## EXTRACTED MATERIAL
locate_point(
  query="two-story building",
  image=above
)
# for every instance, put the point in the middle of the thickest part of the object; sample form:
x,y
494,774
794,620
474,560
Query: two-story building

## WHAT IS REQUIRED
Your answer must be a single number: the count of lines in these records that contain "story".

## EXERCISE OUTPUT
2